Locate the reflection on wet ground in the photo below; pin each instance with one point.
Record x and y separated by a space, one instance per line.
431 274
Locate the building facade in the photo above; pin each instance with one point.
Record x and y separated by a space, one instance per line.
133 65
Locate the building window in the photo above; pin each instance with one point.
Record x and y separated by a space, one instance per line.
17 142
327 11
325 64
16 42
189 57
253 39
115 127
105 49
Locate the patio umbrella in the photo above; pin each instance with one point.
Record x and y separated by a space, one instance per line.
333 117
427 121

——————

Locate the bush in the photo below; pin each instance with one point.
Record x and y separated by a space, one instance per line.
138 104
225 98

——————

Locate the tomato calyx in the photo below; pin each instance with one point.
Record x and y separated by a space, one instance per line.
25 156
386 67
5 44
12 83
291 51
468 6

——————

* **Instructions to follow**: Which lines in the entries above contain the word "building"? List each one, copied in full.

* **Response to the exercise**:
Locate the building facade in the photo above; pin each instance with one point.
Locate the building window in the photo above; pin each instance with one point.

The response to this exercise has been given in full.